Please reproduce all the records exactly while leaving out their pictures.

───── Records provided

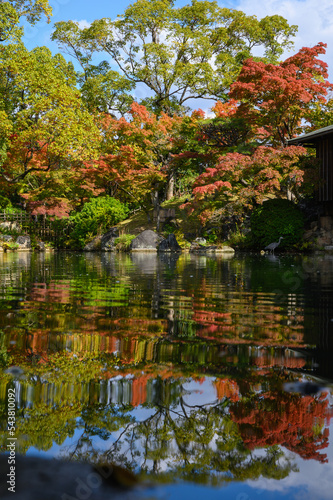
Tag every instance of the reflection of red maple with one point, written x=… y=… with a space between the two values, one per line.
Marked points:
x=289 y=420
x=227 y=388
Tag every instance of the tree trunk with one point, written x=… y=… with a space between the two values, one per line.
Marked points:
x=170 y=186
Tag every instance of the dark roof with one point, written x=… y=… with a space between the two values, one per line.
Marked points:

──────────

:: Written reply ::
Tag every instance of the reflection of red maple with one point, written x=… y=… with a space between the two values, one per line.
Marked points:
x=289 y=420
x=227 y=388
Tag every instance of the tree trunk with one point, written x=… y=… with a space between the two values, one per line.
Marked points:
x=170 y=186
Tag every instance of the dark roof with one point, written x=… y=… with a space between the two values, one per line.
Marked points:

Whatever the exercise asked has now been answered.